▶ _Entries_:
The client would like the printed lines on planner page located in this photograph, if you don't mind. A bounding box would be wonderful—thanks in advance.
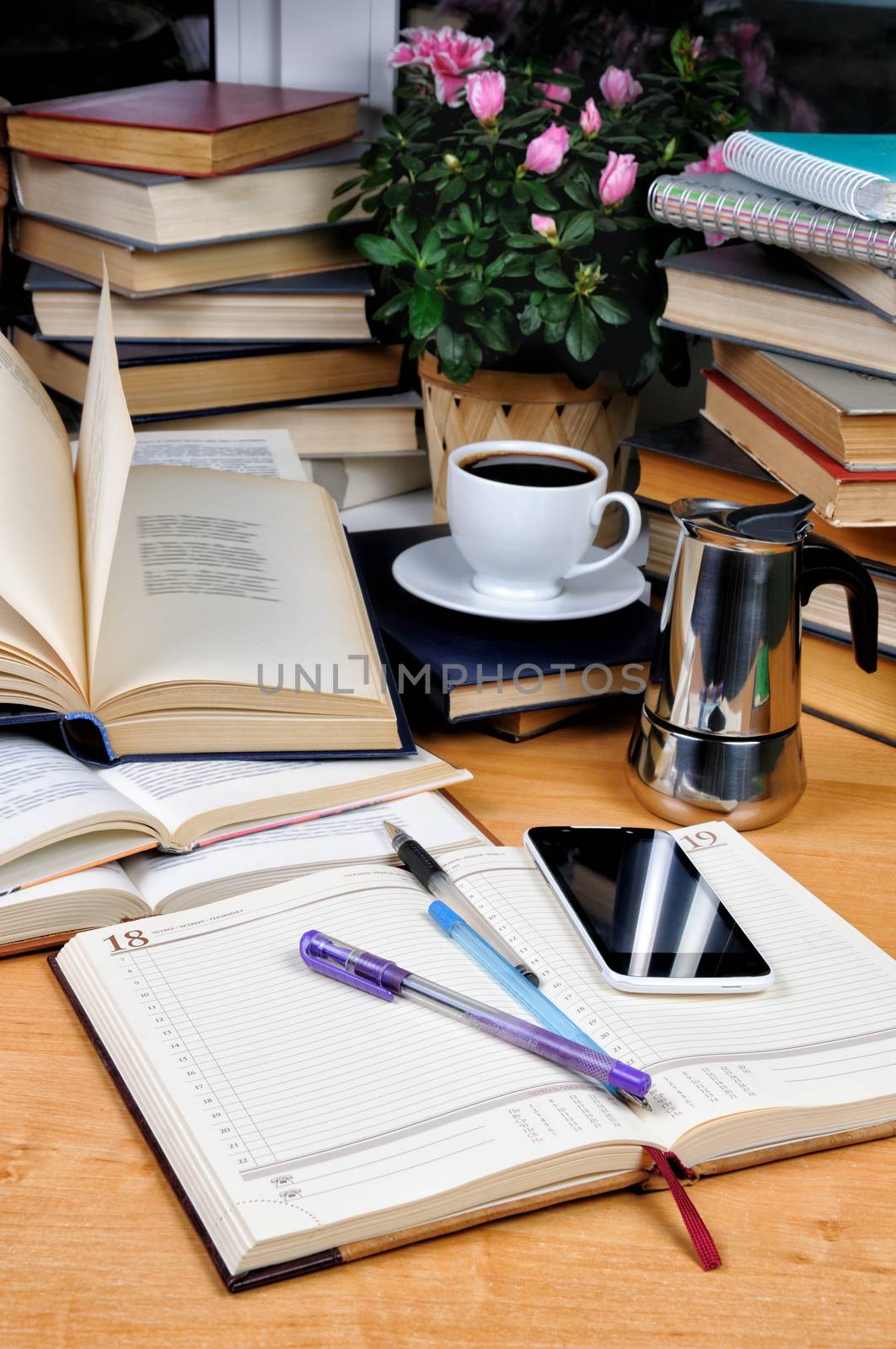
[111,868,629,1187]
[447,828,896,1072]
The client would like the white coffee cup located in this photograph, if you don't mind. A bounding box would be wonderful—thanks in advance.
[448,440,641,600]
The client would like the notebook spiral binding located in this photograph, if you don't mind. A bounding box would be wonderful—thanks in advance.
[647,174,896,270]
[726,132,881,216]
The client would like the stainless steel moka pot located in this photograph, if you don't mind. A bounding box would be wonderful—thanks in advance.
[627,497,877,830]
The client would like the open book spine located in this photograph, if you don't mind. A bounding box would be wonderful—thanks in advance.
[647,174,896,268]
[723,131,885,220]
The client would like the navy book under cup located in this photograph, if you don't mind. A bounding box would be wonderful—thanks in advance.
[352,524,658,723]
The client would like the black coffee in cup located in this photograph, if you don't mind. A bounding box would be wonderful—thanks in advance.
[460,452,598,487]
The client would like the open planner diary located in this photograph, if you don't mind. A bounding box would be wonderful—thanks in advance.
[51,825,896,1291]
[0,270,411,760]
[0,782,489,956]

▶ _Written task_: Please write out the listing above again, swapping "client" for "customer" everywhere it appears and changing nothing else. Leave the pictures out.

▶ _Answer to the problem_:
The customer would like the printed lines on planner page located in this photograph, if you don't mind. A bounding box would be wonderful—thanks in advance.
[111,868,629,1187]
[447,828,896,1072]
The customer would like the white coffee cup located in this photograph, if you don't mind. A bounding box would be wonderful—thanks in advance.
[448,440,641,600]
The customer would like the notebook spiral binding located in this photograph, if you don't mind. A bounding box would be wonderful—thanks in advance.
[647,174,896,270]
[726,132,881,216]
The customer would like the stainless steel moka pot located in this photograph, if you don't mind. A bounding box would be wonderful—thanks in advance.
[627,497,877,830]
The customer would like the open book spine located in this photograph, if you don't mind. A bounding box would be wonderful—thanks in advance.
[647,174,896,268]
[723,131,885,220]
The customer would like the navy book under cup located in this photograph, if you don't mind. A bounding box would be wonderful—thanks in advance.
[352,524,658,723]
The customer would like the black coffee in cup located in this photograph, if you don't mind. A bounding box would be wonderful—thanks in advance.
[460,452,598,487]
The customer would like the open planner diary located in this photograph, if you don't mind. A bounding box would be wonderful—thanks in advance.
[51,825,896,1291]
[0,270,411,760]
[0,782,489,956]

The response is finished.